Monday, September 18, 2006
Keys and Other Signs

It’s Monday, so this must be Cortez.
Okay, not very original, I know. Barbara is watching television while I write this, so I’m not certain how coherent I will be. The television is such a pulsating thing, isn’t it? We went out for dinner at a family owned Mexican restaurant in the area. I had beans and rice. Mario just asked me (on the phone) what I wanted for dinner when I get home. I laughed. “You don’t need to make me dinner,” I said. “Although I am missing your vegetables.” I expect I shall have veggies when I return home.
I’ll put pics on this post in case you get bored by my travelogue. It is a possibility. (Your boredom.) Speaking of which. Barbara asked me today what Mario did when he got bored. I said, “Mario doesn’t get bored. In twenty-six years I’ve never seen him bored.” Isn’t that grand?
I am missing my babe.
But back to the Old Mermaids I found on the way to Taos. Barbara likes to shop. I don’t. On Friday I had rushed away from the workshop to pick Barbara up, and I was cranky and ungrounded. We went to lunch at India House (buffet) and I lost my favorite sunglasses. Because the bones in my nose are so distorted by previous occupants (i.e. nasal polyps) it’s really difficult to find sunglasses that fit, so I was mightily annoyed at this trivial thing. We went to Jackalope and looked around. Then we got back onto Cerrillos and tried to get out of town—which was crazy. Everyone and their sunkist momma was on that road Friday afternoon.

◇ ◇ ◇

Exercise 1:
Transcribe the blog post word for word, from start to finish.
Exercise 2:
Collect every line of the records that contains the string "blurred", matching case exactly.
The blog post and the records have no connection to each other.

Task data:
◇ ◇ ◇

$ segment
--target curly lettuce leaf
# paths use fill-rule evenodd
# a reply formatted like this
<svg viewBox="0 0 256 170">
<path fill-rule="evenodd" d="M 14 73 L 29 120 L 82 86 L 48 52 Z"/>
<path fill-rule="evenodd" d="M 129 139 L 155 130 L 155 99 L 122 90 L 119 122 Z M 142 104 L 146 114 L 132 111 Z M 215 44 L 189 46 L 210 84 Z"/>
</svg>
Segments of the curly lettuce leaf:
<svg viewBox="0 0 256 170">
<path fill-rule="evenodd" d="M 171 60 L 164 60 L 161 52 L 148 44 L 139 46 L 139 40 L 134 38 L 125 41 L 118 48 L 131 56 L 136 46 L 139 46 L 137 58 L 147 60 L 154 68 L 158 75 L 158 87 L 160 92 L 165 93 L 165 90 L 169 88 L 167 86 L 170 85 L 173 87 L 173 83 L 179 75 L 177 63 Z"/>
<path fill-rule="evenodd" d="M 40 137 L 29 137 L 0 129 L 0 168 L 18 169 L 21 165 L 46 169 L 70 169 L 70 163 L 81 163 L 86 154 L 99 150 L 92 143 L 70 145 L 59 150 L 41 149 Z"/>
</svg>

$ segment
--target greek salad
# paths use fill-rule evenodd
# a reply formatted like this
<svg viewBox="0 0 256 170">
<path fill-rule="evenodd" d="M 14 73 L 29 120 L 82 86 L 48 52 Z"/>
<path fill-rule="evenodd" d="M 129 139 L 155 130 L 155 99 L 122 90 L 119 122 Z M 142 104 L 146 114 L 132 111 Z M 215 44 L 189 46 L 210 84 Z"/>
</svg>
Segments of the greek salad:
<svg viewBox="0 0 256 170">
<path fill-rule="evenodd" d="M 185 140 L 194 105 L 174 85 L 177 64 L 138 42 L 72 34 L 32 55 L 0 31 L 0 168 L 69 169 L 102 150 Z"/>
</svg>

◇ ◇ ◇

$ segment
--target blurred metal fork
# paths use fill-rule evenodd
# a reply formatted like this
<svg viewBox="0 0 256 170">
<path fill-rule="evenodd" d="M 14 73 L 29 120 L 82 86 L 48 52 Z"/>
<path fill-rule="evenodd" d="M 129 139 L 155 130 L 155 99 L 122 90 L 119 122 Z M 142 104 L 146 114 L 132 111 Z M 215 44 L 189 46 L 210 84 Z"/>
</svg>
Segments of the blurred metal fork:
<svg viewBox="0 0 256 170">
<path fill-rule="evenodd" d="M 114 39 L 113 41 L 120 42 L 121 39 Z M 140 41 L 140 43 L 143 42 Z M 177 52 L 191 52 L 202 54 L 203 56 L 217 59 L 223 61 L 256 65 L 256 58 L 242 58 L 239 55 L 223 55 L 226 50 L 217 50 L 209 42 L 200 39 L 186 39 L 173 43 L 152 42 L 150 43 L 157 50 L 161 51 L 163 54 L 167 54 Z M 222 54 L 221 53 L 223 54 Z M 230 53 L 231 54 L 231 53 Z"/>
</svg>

◇ ◇ ◇

Written answer 1:
Monday, September 18, 2006
Keys and Other Signs

It’s Monday, so this must be Cortez.
Okay, not very original, I know. Barbara is watching television while I write this, so I’m not certain how coherent I will be. The television is such a pulsating thing, isn’t it? We went out for dinner at a family owned Mexican restaurant in the area. I had beans and rice. Mario just asked me (on the phone) what I wanted for dinner when I get home. I laughed. “You don’t need to make me dinner,” I said. “Although I am missing your vegetables.” I expect I shall have veggies when I return home.
I’ll put pics on this post in case you get bored by my travelogue. It is a possibility. (Your boredom.) Speaking of which. Barbara asked me today what Mario did when he got bored. I said, “Mario doesn’t get bored. In twenty-six years I’ve never seen him bored.” Isn’t that grand?
I am missing my babe.
But back to the Old Mermaids I found on the way to Taos. Barbara likes to shop. I don’t. On Friday I had rushed away from the workshop to pick Barbara up, and I was cranky and ungrounded. We went to lunch at India House (buffet) and I lost my favorite sunglasses. Because the bones in my nose are so distorted by previous occupants (i.e. nasal polyps) it’s really difficult to find sunglasses that fit, so I was mightily annoyed at this trivial thing. We went to Jackalope and looked around. Then we got back onto Cerrillos and tried to get out of town—which was crazy. Everyone and their sunkist momma was on that road Friday afternoon.

Written answer 2:
--target blurred metal fork
Segments of the blurred metal fork:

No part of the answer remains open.